• [Assignment]
Retype the records below exactly as they appear, but leave out any pictures.

• [Exercise input]
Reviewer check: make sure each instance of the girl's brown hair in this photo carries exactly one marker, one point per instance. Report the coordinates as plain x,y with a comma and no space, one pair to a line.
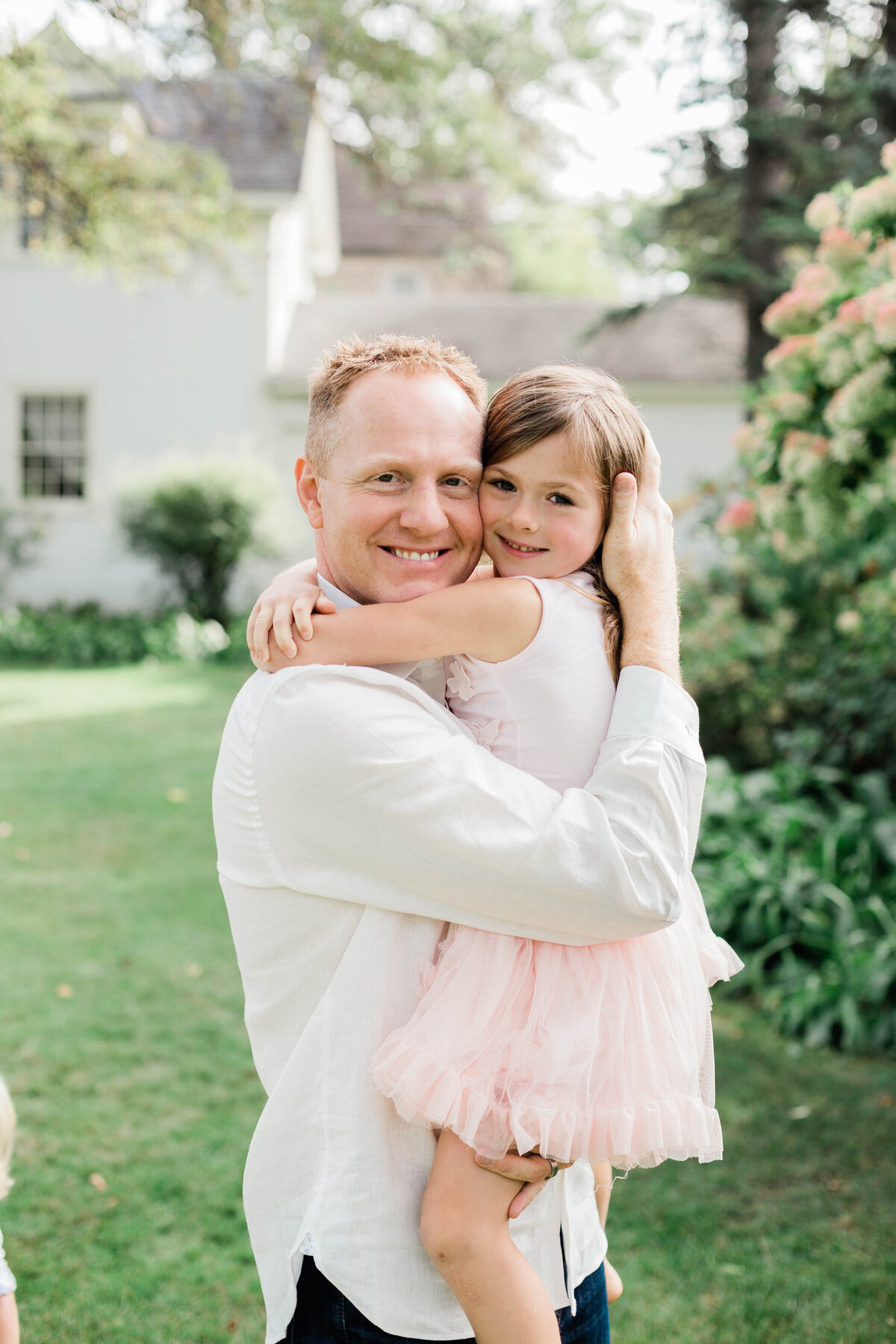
601,425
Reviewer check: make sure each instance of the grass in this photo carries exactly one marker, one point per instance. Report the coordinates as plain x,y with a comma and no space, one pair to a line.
121,1038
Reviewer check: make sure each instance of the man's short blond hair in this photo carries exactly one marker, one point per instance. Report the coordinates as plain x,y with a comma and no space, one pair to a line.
337,369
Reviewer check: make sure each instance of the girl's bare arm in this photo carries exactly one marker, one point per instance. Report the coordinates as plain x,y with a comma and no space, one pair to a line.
491,620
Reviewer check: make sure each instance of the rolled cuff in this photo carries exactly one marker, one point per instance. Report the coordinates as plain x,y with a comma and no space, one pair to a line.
650,705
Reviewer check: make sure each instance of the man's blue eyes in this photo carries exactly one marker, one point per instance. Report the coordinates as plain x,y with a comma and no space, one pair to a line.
391,479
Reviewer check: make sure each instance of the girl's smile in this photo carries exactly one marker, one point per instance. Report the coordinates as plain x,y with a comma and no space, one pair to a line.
541,511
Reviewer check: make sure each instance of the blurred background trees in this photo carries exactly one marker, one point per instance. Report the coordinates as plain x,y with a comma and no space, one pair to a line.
788,644
87,184
809,89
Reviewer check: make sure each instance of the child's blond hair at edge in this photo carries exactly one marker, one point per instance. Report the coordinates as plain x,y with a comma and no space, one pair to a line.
603,430
7,1129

• [Answer area]
Reviewer check: make sure each instance of the girl's brown hair in this photo carries exactly one marker, one point per instance. Report the coordinates as plain x,y with a comma and no space, one pair to a line.
601,425
Reviewer check: make sure each instance of the grass in this photo carries exactly one marker, one point per instance. Report the coordinates as plain x,y with a comma and no space, one pair to a line.
121,1038
Reviewer check: make sure each instance of the man's short blond hair in this photo carries exactly one marker, one point per instance. Report the coordinates as plain x,y with a comma and no space, one pair to a line.
337,369
Reviewer check: make sure each instance of the girl's bare arm in this photo carries exactly one marker, one point per instance. Report the coordinates as plain x,y with a comma and no space, one pair to a line.
491,620
Reviewer check: make sure each instance of the rolled cuff in this photo carries exactly one marker, one point per instance. Report the coordinates as plain x,y with a comma and no space, one pair to a line.
650,705
Reviewer check: make sure each instance of the man's blue eyes in this photo carries exactly one marker, one point per instance. Report the coordinates as plain x,y with a comma and no space, one pair to a line.
391,479
Reviewer check: make sure each instance of the girl's smile in this photo carries exactly one marker, one point per instance. Report the coordinates as plain x,y with a comma and no space, one pair to a line.
541,511
Reviewer check: make sure each instance of the blurred background trees in this photo carries exactly one marker, one point per instance. Report the coordinates as plain x,y with a comma and no space, one pair to a line.
788,644
87,184
809,89
Reviewer check: make sure each instance of the child's blond hair at edge in this photo carries exactly one marker, one point per instance. Report the coordinates as plain x,y with a comma and no space, one pair to a line.
603,430
7,1129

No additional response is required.